### Rows
#####

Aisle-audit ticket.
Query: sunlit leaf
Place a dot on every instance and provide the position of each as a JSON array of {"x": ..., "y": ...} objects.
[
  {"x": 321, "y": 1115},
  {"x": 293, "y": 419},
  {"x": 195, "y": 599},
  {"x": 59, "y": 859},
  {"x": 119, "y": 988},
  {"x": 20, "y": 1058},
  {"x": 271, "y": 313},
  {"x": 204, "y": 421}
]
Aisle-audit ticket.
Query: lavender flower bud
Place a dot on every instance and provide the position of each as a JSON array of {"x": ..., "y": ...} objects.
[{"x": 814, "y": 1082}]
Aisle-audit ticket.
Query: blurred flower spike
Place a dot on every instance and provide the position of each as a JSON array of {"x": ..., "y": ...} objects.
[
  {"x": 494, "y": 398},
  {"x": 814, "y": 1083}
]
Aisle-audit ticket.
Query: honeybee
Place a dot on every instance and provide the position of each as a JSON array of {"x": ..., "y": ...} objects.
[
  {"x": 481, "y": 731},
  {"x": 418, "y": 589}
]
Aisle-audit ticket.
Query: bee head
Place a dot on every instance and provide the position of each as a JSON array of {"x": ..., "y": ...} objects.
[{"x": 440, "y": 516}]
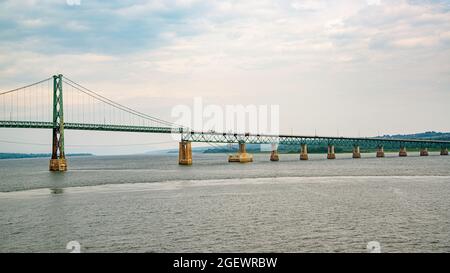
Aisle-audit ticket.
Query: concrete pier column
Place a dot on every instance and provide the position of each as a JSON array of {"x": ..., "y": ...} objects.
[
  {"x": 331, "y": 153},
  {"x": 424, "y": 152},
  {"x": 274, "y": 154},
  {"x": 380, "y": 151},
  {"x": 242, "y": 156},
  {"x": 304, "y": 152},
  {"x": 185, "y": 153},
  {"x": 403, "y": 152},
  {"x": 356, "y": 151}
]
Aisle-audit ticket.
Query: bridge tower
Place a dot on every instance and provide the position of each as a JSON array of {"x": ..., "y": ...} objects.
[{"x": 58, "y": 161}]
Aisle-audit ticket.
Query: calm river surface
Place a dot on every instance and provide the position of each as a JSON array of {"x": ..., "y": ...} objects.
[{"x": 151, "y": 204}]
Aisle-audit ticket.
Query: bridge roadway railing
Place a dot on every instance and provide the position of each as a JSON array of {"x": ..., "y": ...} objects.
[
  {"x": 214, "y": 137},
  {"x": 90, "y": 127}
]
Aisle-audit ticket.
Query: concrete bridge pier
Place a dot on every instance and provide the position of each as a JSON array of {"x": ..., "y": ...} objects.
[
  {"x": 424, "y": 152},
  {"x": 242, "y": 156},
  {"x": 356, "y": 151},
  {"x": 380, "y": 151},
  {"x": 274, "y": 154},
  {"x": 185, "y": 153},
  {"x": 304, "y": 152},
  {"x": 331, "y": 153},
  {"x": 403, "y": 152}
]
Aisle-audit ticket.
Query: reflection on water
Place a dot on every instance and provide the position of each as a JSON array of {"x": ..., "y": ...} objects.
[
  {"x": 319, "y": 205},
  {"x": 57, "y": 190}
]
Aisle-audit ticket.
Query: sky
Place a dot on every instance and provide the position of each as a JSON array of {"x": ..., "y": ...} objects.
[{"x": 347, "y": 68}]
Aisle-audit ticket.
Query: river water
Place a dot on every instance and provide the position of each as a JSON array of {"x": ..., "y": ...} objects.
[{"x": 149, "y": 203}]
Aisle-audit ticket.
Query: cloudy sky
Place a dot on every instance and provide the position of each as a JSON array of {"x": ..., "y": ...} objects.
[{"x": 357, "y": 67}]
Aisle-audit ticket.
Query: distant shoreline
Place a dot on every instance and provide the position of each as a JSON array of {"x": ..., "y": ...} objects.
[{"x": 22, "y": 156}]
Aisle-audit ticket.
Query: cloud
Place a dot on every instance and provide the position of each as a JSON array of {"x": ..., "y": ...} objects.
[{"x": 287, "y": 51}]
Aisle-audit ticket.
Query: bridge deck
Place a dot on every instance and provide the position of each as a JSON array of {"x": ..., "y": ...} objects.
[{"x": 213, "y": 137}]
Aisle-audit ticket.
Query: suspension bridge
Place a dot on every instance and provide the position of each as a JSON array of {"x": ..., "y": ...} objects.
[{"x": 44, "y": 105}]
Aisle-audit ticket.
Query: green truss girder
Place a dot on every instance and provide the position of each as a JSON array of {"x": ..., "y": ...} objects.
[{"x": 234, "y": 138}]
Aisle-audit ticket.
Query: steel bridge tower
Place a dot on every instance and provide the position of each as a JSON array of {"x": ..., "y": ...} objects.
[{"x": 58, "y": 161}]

#####

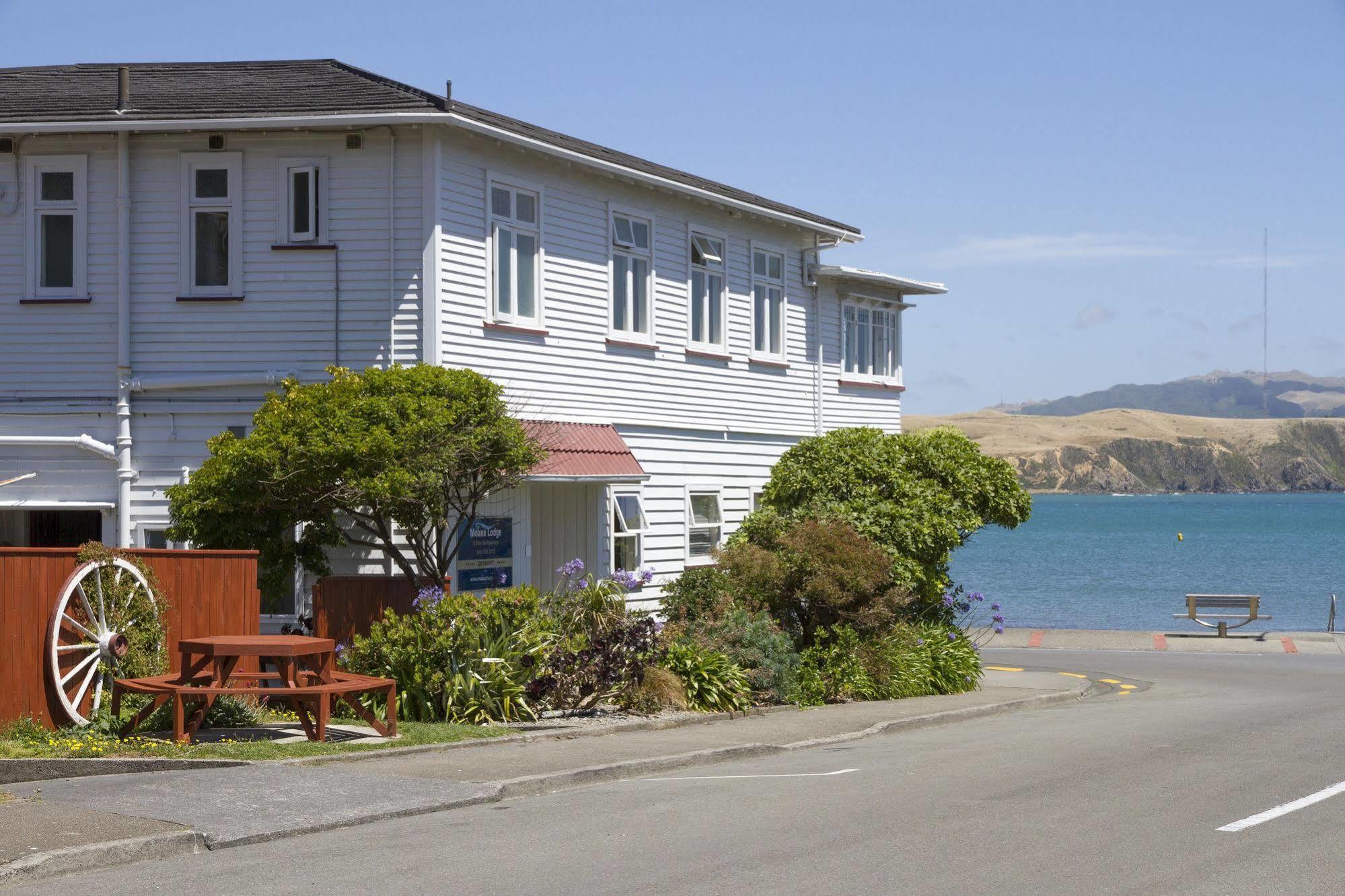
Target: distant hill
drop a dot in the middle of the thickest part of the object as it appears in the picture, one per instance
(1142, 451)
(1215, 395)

#####

### What this task involves
Copy out, unchanged, the stretch from the line containing "Target: distant hill" through the line containing "(1215, 395)", including both of those lines.

### Expected answer
Target: distant hill
drop a dot in the middle of the thickest part of the object as it appears in the picture, one per instance
(1142, 451)
(1215, 395)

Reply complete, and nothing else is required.